- ACTIVITY
The lines from the one containing "Target: sky" through the final line of the data below must be written out exactly, both included, and nothing more.

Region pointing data
---------------

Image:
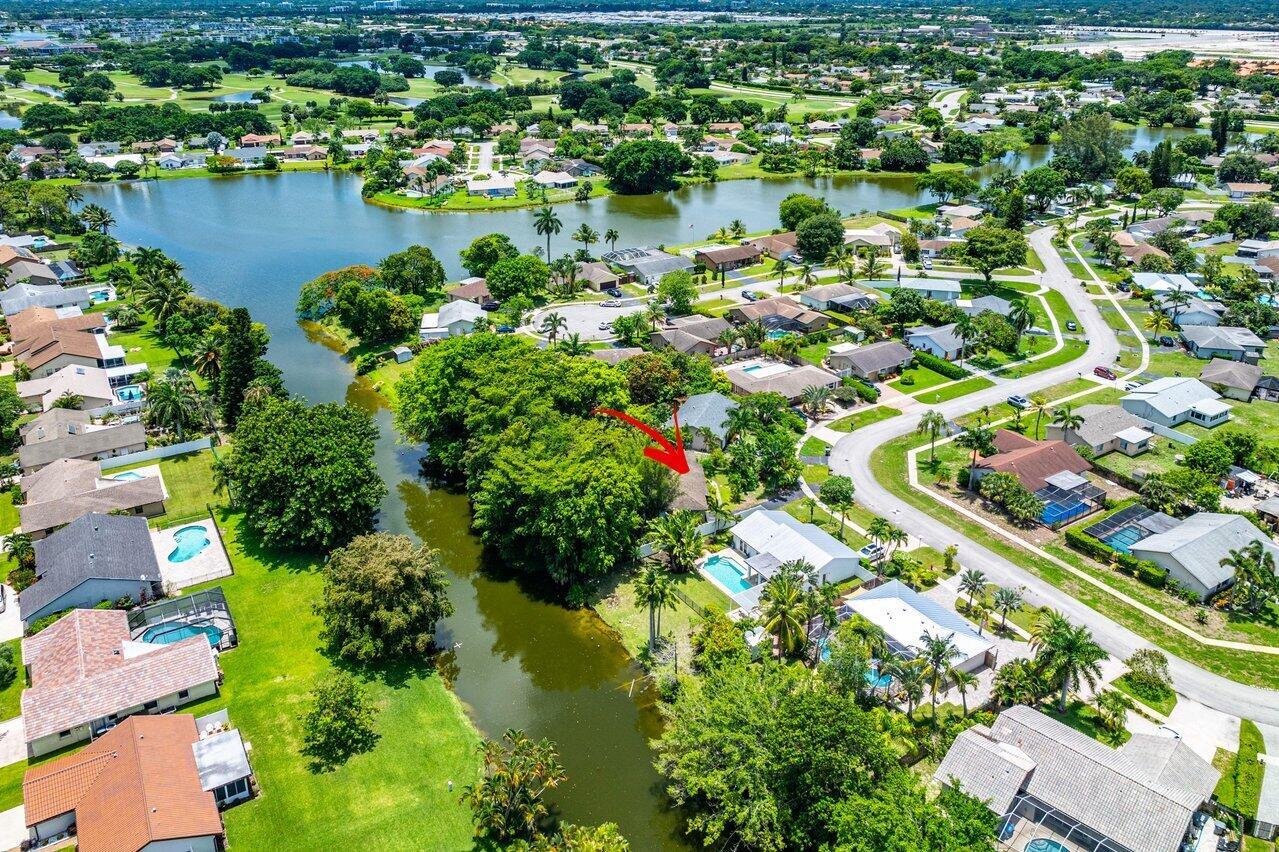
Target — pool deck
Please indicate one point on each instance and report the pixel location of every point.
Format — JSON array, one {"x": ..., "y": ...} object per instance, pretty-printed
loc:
[{"x": 210, "y": 563}]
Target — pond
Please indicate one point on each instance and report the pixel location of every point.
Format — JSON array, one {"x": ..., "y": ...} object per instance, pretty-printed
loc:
[{"x": 252, "y": 239}]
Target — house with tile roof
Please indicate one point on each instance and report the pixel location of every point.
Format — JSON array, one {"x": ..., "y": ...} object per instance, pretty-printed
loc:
[
  {"x": 1032, "y": 462},
  {"x": 1050, "y": 783},
  {"x": 87, "y": 674},
  {"x": 137, "y": 788},
  {"x": 94, "y": 558}
]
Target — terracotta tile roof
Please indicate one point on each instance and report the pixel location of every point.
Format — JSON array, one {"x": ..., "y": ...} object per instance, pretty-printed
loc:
[
  {"x": 1032, "y": 461},
  {"x": 37, "y": 351},
  {"x": 134, "y": 786},
  {"x": 83, "y": 667},
  {"x": 40, "y": 320}
]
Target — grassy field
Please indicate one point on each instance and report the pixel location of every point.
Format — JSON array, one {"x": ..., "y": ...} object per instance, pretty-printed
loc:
[
  {"x": 617, "y": 605},
  {"x": 425, "y": 738},
  {"x": 1239, "y": 787},
  {"x": 865, "y": 417}
]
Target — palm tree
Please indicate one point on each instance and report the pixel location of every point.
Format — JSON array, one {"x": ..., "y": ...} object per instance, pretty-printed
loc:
[
  {"x": 963, "y": 682},
  {"x": 1021, "y": 317},
  {"x": 1068, "y": 420},
  {"x": 207, "y": 360},
  {"x": 979, "y": 440},
  {"x": 972, "y": 582},
  {"x": 675, "y": 536},
  {"x": 1158, "y": 323},
  {"x": 1007, "y": 600},
  {"x": 551, "y": 325},
  {"x": 780, "y": 268},
  {"x": 933, "y": 422},
  {"x": 936, "y": 651},
  {"x": 546, "y": 223},
  {"x": 654, "y": 591},
  {"x": 783, "y": 609},
  {"x": 18, "y": 546},
  {"x": 815, "y": 399},
  {"x": 573, "y": 346},
  {"x": 1066, "y": 653},
  {"x": 966, "y": 329},
  {"x": 1039, "y": 404},
  {"x": 586, "y": 236},
  {"x": 172, "y": 403},
  {"x": 97, "y": 218}
]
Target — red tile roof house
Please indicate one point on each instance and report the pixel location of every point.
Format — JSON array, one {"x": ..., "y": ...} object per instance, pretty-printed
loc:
[
  {"x": 136, "y": 788},
  {"x": 1032, "y": 462},
  {"x": 87, "y": 674}
]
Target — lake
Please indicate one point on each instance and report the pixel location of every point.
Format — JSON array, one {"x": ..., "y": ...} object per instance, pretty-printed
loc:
[{"x": 252, "y": 239}]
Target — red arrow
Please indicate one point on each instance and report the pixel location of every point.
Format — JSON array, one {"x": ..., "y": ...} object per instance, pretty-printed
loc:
[{"x": 670, "y": 454}]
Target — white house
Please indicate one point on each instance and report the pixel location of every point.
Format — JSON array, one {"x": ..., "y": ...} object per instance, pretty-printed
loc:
[
  {"x": 1192, "y": 552},
  {"x": 1177, "y": 399},
  {"x": 906, "y": 615},
  {"x": 454, "y": 319}
]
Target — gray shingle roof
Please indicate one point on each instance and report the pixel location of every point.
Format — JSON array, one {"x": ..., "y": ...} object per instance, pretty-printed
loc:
[
  {"x": 706, "y": 411},
  {"x": 104, "y": 546},
  {"x": 1202, "y": 540},
  {"x": 1142, "y": 800}
]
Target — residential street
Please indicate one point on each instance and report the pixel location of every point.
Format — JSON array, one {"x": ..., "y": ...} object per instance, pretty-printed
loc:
[{"x": 852, "y": 454}]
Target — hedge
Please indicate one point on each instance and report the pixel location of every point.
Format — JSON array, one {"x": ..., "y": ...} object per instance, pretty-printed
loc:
[
  {"x": 1142, "y": 569},
  {"x": 948, "y": 369}
]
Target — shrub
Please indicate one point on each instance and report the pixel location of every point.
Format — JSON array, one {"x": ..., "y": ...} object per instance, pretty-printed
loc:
[{"x": 947, "y": 369}]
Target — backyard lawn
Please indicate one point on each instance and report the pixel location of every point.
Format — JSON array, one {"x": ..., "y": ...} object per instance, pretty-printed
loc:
[
  {"x": 423, "y": 733},
  {"x": 189, "y": 481}
]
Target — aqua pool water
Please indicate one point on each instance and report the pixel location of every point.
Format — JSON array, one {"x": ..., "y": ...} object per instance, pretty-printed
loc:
[
  {"x": 727, "y": 572},
  {"x": 189, "y": 541}
]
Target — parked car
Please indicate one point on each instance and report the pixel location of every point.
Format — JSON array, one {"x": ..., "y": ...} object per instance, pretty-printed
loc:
[{"x": 872, "y": 553}]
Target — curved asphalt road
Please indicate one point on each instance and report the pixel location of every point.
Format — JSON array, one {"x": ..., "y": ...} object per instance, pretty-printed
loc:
[{"x": 851, "y": 457}]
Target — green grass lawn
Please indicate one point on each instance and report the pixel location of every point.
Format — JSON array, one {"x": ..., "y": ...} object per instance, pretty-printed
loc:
[
  {"x": 1239, "y": 787},
  {"x": 8, "y": 513},
  {"x": 916, "y": 379},
  {"x": 189, "y": 480},
  {"x": 617, "y": 605},
  {"x": 395, "y": 792},
  {"x": 1164, "y": 704},
  {"x": 956, "y": 390},
  {"x": 865, "y": 417}
]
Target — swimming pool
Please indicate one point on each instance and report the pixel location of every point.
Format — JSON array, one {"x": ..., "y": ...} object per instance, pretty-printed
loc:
[
  {"x": 725, "y": 571},
  {"x": 191, "y": 543},
  {"x": 1044, "y": 844},
  {"x": 170, "y": 632}
]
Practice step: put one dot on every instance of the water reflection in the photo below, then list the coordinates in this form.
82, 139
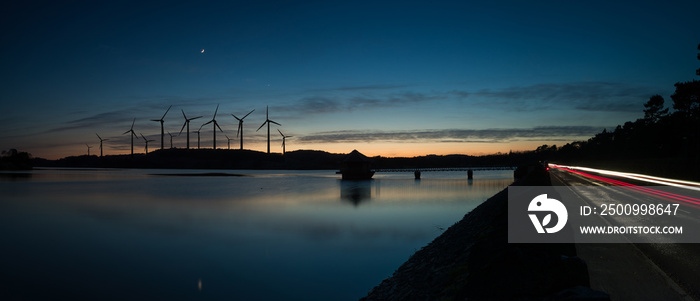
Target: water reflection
271, 236
355, 192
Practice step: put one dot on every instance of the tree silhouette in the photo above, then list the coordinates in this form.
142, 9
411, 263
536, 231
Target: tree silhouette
686, 99
654, 109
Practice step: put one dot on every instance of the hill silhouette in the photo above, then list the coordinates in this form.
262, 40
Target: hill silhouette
248, 159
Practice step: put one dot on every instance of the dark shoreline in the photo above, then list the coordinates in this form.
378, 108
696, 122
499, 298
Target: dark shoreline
472, 260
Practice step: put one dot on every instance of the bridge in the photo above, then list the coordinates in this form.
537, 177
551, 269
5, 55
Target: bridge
417, 171
443, 169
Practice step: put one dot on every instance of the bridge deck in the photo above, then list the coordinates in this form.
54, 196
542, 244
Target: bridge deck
443, 169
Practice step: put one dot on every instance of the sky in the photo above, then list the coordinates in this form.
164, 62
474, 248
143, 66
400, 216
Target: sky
390, 78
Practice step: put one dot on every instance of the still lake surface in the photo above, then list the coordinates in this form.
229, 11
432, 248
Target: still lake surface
268, 235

---------------

- WRITTEN REPLY
Target: sky
390, 78
Practice step: put one dot on every instance of the still lake surface in the photo above, then list the coordinates in this form.
229, 11
432, 248
Target: still lake surface
268, 235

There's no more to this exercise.